> [Selected passage]
━━━━━━━━
Football FanCast recently spoke to former England and Liverpool winger John Barnes.
In a wide-ranging interview – split over three parts – we were able to get a fascinating insight into his life and career at the very top of the game.
In this first instalment of our conversation with the Premier League icon, Liverpool’s current title challenge is put under the microscope.
Barnes was part of the last Liverpool side to win a league title, in the 1989-90 season. Barnes was in fine form throughout that campaign, and was instrumental to the Reds’ success as he racked up 22 goals in 34 league outings. At the end of the season he was named the FWA Player of the Year for the second time in his career.
Barnes, who was speaking on behalf of bookmaker comparison platform BonusCodeBets.co.uk, gave us his views on what it takes to win the league title, and whether Liverpool can keep up their challenge for the remainder of this campaign…
When you look at their squad and then Manchester City’s, do you think that Liverpool have what it takes to hold the reigning champions off?
“Well, Manchester City have a much stronger squad and I think we’ve seen that in the last few games – in the FA Cup – when they’ve made wholesale changes and still won 7-0 and 9-0. When we made changes against Wolves we were unable to go through in the FA Cup. So, they’ve got a stronger squad, but in terms of the squad we have we definitely have a squad strong enough to win matches and go all the way to the end and be very competitive.
“So, Manchester City, yes, have a stronger squad, but we definitely have a squad that can go on to win the title. That’s not to say that we will, but we have a squad that can take us through the season, definitely.”
What’s been lost since Liverpool’s era of utter dominance that has seen them go without a Premier League title for so long?
“I don’t know what’s been missing for so long. We’ve spoken about it for 25 years, there’s no point asking ‘what’s been missing?’
“We have what there is now, and what there is now is a consistency of performance and a team good enough to challenge to win the title, and I suppose we haven’t had that in the past.
━━━━━━━━
(Rows from an object pointing dataset)
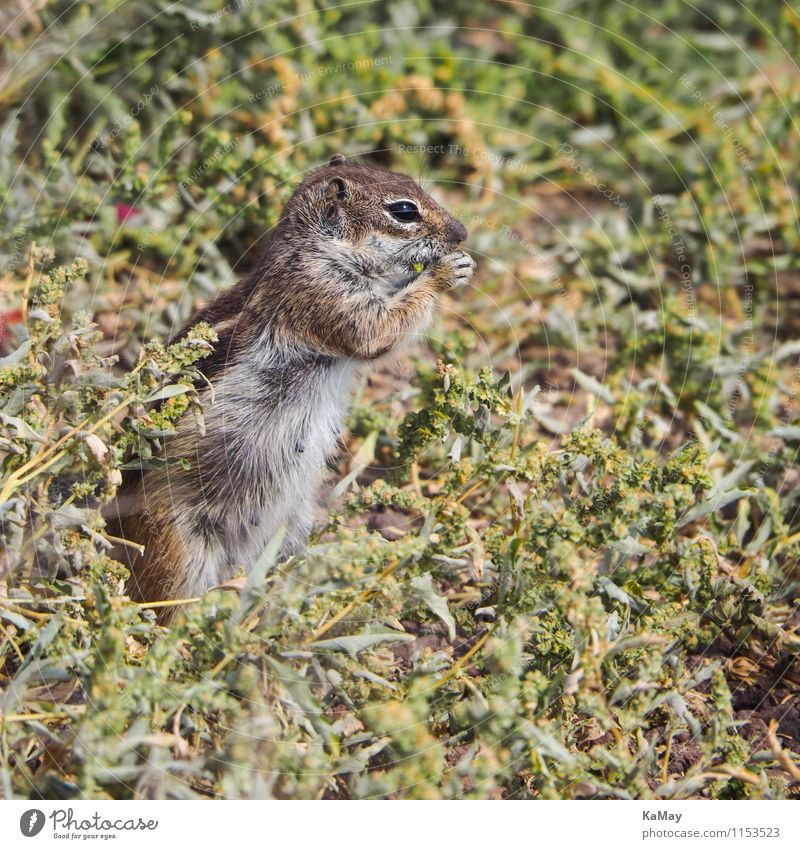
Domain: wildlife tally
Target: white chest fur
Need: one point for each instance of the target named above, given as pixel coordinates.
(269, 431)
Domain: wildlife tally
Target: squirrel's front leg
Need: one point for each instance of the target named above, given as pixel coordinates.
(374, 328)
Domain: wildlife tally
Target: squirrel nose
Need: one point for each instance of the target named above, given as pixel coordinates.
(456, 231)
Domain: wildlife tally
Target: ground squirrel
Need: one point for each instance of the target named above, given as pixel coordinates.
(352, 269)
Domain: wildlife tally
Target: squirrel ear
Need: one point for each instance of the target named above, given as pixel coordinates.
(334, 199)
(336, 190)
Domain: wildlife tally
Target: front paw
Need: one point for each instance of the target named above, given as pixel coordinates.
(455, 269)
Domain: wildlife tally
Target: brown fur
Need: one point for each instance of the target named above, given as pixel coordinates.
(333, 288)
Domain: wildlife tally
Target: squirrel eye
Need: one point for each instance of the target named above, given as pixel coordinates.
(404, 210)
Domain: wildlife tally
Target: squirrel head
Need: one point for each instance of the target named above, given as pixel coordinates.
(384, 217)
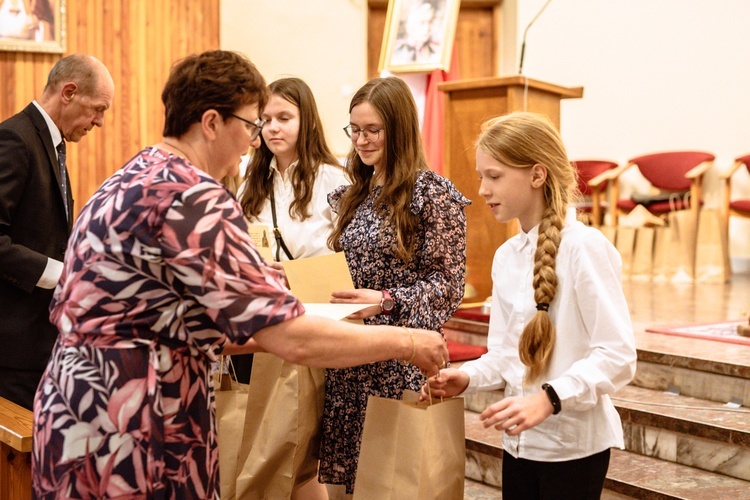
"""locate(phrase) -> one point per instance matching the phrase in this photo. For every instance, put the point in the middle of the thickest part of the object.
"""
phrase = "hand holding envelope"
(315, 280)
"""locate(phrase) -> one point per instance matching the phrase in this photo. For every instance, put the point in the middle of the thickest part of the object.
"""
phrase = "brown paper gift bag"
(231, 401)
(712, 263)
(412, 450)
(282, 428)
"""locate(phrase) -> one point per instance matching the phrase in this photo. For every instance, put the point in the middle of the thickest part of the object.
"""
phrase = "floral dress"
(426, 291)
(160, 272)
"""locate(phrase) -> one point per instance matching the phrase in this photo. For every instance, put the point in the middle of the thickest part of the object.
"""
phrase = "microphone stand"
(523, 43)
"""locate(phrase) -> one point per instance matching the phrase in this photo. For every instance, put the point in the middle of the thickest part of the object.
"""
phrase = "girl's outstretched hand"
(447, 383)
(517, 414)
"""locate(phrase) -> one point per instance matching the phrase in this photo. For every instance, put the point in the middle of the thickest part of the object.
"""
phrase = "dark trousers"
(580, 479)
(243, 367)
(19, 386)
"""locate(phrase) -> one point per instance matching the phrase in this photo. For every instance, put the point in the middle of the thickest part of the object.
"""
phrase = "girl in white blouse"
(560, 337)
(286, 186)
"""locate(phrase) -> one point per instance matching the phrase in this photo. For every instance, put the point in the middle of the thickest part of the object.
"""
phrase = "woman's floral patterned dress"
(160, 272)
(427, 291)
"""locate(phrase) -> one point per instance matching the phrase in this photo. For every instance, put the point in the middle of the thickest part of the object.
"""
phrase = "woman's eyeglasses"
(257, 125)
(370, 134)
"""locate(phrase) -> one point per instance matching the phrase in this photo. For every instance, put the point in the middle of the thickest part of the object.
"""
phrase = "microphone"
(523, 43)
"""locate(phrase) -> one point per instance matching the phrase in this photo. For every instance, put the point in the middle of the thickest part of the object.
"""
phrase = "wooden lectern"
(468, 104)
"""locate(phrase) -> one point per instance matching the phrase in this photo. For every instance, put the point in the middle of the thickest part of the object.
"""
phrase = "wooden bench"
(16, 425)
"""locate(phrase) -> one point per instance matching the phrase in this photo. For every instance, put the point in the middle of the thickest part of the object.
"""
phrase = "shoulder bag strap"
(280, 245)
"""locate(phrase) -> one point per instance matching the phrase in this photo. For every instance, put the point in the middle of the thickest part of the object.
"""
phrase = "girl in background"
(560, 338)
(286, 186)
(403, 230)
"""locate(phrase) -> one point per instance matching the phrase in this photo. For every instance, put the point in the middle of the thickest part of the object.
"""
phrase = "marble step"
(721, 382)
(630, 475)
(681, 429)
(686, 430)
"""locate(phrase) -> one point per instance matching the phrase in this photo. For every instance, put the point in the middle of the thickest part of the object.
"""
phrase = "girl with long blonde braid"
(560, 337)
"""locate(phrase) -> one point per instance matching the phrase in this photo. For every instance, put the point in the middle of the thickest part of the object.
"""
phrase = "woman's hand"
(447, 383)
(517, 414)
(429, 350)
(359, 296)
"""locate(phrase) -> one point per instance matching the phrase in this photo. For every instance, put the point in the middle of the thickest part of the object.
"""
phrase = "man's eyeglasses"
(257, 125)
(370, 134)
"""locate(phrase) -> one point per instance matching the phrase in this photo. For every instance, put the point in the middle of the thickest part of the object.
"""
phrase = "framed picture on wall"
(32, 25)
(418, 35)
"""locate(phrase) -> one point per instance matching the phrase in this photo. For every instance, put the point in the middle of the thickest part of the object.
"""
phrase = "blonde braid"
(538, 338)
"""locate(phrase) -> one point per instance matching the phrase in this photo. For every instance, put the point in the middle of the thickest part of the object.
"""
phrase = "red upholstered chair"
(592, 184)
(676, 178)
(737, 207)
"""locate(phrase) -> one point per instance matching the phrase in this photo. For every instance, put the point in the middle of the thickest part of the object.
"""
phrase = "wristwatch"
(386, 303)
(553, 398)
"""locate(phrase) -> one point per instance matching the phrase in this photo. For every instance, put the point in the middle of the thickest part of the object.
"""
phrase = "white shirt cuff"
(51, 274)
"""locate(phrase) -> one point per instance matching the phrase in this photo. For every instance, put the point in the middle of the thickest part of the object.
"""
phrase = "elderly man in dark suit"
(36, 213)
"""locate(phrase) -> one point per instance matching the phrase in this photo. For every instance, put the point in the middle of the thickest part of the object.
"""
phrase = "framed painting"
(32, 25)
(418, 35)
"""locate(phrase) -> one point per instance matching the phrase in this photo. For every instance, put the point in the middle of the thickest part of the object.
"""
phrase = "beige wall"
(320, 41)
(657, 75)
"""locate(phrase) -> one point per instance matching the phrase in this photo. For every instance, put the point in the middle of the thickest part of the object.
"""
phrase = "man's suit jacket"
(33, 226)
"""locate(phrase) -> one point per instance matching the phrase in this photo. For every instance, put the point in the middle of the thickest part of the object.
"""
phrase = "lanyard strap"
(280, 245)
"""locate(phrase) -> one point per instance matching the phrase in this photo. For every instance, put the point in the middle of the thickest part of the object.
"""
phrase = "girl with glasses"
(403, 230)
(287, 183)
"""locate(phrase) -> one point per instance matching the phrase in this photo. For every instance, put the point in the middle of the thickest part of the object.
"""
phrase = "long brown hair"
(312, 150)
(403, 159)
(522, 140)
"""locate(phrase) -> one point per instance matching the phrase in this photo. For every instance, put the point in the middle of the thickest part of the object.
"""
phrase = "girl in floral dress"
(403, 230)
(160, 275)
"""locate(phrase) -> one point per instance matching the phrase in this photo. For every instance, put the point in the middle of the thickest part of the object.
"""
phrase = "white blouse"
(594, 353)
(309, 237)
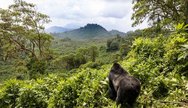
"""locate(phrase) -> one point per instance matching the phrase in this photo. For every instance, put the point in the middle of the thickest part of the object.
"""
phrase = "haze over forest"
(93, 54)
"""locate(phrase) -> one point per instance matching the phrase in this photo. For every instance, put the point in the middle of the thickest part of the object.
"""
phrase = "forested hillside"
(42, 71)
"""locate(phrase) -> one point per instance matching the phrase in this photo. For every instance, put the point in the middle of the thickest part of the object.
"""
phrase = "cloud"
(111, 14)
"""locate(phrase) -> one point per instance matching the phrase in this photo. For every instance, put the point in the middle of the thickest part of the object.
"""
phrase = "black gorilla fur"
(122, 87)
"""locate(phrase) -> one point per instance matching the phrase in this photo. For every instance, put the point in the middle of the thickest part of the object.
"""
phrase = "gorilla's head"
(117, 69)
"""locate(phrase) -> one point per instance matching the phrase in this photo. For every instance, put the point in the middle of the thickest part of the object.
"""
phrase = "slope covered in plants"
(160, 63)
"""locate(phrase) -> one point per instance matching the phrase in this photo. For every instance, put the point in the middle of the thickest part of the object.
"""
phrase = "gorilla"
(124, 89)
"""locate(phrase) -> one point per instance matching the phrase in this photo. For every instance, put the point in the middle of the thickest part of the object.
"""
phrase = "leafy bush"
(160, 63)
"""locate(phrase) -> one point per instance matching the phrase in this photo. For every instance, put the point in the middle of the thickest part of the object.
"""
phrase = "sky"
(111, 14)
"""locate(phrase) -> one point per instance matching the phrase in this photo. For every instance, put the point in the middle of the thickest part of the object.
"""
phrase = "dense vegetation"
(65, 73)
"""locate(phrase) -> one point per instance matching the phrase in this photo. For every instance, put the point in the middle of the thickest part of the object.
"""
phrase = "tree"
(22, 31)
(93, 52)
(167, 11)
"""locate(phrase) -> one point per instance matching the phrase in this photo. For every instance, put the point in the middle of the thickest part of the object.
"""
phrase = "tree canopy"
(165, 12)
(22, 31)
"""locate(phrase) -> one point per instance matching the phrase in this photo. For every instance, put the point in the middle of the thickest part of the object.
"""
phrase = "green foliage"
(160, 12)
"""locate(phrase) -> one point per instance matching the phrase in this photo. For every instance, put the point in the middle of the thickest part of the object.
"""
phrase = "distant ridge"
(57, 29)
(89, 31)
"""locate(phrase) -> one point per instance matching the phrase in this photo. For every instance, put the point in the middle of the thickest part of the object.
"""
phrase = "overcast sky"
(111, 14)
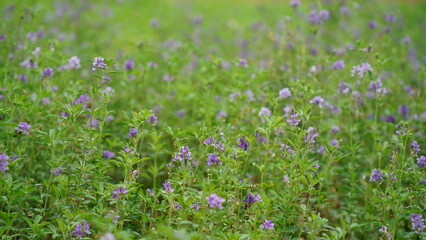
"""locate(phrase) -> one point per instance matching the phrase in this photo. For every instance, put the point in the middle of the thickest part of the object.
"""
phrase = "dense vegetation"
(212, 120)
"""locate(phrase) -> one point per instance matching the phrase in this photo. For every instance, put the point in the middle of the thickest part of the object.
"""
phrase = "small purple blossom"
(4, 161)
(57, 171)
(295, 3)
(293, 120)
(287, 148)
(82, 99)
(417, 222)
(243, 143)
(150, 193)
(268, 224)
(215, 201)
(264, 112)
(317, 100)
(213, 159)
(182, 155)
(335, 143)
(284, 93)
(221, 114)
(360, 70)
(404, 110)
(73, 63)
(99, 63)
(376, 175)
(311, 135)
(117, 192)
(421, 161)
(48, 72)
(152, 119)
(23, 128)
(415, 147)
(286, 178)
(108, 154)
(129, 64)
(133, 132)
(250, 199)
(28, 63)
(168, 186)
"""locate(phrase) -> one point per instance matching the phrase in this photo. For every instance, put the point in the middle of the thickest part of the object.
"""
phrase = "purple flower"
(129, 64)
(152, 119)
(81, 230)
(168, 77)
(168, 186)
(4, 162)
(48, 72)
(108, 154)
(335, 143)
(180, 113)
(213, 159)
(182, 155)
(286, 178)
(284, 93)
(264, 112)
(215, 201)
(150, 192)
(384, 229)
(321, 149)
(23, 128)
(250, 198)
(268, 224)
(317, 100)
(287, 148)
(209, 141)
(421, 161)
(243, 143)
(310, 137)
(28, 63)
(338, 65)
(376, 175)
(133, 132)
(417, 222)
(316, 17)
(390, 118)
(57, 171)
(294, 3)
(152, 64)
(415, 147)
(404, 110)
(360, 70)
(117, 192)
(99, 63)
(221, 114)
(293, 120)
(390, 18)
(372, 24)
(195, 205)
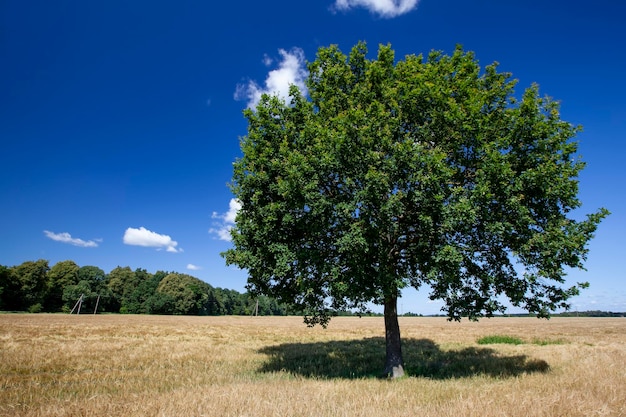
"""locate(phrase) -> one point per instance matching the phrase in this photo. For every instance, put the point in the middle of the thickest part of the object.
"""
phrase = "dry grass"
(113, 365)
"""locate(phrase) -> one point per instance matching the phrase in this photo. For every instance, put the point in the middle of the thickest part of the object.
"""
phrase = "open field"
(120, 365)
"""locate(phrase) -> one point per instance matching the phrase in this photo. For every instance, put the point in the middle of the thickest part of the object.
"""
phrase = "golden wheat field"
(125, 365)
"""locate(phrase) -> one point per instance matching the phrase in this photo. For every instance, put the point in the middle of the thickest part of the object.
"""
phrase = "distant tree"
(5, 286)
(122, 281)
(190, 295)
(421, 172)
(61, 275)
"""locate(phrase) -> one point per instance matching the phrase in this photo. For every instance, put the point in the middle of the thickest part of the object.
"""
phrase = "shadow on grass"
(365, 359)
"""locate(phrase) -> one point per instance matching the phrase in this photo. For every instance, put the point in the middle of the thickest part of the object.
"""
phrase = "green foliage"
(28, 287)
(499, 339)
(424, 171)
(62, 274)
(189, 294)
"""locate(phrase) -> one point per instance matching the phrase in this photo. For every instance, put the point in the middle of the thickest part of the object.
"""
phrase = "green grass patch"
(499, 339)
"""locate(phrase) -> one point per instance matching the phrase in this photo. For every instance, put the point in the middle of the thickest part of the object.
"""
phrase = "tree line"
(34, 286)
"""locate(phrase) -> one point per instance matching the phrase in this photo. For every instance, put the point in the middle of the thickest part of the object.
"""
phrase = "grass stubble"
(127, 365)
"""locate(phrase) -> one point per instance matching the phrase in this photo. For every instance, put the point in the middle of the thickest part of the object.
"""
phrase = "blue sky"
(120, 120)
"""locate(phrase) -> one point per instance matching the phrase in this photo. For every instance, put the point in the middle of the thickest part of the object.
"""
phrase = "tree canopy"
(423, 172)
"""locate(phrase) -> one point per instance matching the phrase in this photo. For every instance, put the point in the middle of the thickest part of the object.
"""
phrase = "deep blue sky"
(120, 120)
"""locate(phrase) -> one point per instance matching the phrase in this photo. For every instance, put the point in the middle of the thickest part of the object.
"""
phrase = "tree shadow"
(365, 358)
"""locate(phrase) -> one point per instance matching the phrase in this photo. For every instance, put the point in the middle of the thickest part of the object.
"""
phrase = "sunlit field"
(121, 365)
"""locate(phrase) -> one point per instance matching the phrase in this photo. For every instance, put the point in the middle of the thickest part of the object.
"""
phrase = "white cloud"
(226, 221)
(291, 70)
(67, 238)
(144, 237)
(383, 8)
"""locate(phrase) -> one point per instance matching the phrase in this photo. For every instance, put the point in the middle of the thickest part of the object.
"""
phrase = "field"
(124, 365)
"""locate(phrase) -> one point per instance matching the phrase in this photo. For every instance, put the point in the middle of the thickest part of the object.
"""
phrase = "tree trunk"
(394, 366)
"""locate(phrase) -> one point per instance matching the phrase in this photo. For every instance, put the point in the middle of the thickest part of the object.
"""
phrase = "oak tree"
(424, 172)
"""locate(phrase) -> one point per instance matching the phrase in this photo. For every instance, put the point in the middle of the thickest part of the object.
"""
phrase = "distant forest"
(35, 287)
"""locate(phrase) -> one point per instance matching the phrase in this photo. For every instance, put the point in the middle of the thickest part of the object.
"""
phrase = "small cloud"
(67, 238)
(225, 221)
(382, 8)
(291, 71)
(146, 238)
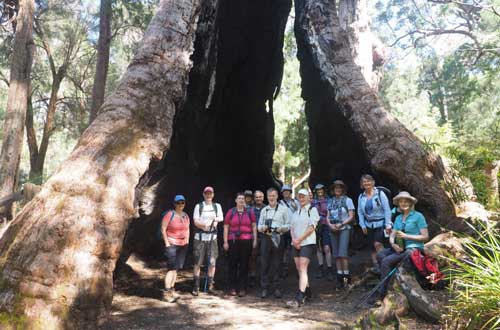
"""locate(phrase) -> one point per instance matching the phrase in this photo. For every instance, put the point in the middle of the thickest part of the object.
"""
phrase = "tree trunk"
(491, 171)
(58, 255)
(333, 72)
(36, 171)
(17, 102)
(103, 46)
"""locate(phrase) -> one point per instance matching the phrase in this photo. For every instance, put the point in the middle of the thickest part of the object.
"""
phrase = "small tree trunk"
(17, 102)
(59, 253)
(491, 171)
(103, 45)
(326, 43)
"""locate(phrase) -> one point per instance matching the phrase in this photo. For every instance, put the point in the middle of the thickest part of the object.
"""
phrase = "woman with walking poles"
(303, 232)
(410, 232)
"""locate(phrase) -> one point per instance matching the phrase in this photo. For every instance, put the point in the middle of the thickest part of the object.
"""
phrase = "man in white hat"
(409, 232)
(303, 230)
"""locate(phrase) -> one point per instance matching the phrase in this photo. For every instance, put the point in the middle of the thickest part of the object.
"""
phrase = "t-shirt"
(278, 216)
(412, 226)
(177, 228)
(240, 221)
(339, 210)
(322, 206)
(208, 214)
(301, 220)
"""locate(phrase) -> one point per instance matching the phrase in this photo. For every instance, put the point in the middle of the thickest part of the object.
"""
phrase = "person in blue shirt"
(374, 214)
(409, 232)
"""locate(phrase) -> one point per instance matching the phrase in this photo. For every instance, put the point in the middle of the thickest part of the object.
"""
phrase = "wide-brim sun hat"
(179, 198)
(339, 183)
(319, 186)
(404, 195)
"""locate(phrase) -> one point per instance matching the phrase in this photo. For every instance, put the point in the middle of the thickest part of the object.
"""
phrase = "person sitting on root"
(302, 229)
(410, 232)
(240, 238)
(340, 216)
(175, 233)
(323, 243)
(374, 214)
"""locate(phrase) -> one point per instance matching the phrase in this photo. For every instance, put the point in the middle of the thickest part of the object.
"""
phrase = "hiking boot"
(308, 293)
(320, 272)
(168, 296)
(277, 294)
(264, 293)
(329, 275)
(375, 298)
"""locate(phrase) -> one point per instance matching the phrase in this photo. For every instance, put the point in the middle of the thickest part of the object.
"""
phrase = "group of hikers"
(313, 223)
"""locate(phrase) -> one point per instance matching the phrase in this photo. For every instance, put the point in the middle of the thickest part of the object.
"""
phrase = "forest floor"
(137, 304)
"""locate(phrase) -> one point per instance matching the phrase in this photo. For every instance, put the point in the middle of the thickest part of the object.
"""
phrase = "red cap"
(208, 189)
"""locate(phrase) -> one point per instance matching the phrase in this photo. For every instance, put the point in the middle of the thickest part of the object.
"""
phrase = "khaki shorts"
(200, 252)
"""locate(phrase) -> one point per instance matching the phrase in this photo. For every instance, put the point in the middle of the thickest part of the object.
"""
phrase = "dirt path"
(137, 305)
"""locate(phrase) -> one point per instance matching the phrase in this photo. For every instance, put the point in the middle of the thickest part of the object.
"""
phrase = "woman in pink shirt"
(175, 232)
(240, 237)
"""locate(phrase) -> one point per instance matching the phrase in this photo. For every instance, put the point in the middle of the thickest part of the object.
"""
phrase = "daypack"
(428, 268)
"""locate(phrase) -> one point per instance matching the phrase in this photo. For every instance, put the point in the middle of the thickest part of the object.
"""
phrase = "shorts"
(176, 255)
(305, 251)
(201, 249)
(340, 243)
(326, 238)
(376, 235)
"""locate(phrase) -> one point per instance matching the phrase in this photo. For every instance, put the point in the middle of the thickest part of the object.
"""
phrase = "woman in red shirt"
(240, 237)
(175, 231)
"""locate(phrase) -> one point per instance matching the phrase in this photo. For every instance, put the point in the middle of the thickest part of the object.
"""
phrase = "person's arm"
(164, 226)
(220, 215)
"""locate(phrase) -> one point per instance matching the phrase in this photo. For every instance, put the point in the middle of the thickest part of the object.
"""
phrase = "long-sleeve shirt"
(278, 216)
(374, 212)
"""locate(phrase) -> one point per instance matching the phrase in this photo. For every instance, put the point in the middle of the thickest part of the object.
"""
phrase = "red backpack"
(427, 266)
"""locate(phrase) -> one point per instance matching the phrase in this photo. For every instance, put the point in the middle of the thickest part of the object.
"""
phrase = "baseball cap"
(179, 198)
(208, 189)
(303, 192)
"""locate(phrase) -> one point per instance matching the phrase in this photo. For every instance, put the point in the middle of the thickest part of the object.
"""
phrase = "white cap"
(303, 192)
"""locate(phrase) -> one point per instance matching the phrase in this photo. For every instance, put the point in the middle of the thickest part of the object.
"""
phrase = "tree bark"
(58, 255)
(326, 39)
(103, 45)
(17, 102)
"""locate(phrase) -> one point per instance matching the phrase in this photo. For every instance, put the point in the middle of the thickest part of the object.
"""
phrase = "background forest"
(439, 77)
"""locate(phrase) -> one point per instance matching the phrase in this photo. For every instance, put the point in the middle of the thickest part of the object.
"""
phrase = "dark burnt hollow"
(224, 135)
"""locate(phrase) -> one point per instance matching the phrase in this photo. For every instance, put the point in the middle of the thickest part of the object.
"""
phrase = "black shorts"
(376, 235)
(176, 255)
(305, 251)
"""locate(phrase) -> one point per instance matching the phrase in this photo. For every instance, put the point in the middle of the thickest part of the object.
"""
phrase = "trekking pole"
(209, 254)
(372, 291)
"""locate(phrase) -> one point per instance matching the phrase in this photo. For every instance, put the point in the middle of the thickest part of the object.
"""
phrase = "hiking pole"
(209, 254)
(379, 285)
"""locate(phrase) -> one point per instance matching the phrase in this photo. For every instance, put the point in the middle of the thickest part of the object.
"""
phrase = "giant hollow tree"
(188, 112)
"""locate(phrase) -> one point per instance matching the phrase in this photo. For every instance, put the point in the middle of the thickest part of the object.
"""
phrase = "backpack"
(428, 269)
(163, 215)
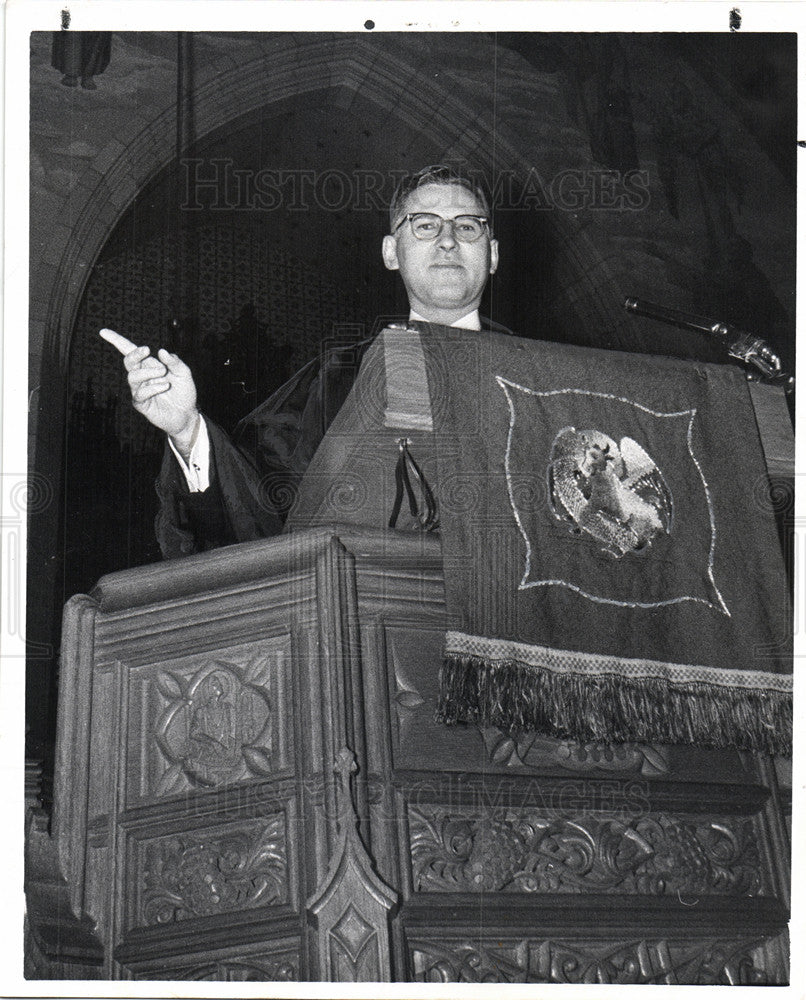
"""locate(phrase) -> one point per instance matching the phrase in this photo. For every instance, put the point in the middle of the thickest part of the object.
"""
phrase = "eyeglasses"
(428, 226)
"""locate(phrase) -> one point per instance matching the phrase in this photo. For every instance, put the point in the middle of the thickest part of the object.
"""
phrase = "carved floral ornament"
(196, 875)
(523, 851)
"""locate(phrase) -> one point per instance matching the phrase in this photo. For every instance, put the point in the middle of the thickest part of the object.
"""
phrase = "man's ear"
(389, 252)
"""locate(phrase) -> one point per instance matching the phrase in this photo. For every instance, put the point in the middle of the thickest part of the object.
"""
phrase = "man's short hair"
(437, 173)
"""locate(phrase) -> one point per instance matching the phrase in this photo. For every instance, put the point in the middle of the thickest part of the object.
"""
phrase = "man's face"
━━━━━━━━
> [Aim 1] Filter the listing down to the lines that contain the string "dress". Matching is case-sensitive.
> [Aim 2] Take the John Barnes interview further, picking up right after its final sentence.
The listing has no connection to the John Barnes interview.

> [Task result 1]
phrase = "floral dress"
phrase = "woman's floral patterned dress"
phrase = "girl in floral dress"

> [Task result 2]
“I don’t want to look back and say why we haven’t won the title, because it’s not important. What’s important is that we’ve got a team now that’s capable of challenging at the very, very highest level.”
In the late 80s you were part of a very successful Liverpool side. What made that group so special?
“Well, Liverpool were the best team then. Liverpool were the best team from the 70s as well, not necessarily just the late 80s. If you look throughout the late 70s and mid-80s, Liverpool had the best players and they were the best team – as Manchester United were in the 2000s.
“They had better players than anybody else and they were a better team than everybody else. It’s as simple as that. If you’ve got a good manager and a good team then you can win matches. Of course, Manchester United then took over, then Arsenal I suppose with Arsene Wenger for a period of time did, because they had better players and a good manager.
“Of course, Liverpool were then playing catch-up, so they weren’t able to get the best players, which meant that they were then just challenging for third and fourth place. But now we’ve got players who can challenge for first place.”
A lot of the current Liverpool squad have never been part of a title challenge like this before. What’s it like dealing with that pressure and knowing that you can’t afford to slip up?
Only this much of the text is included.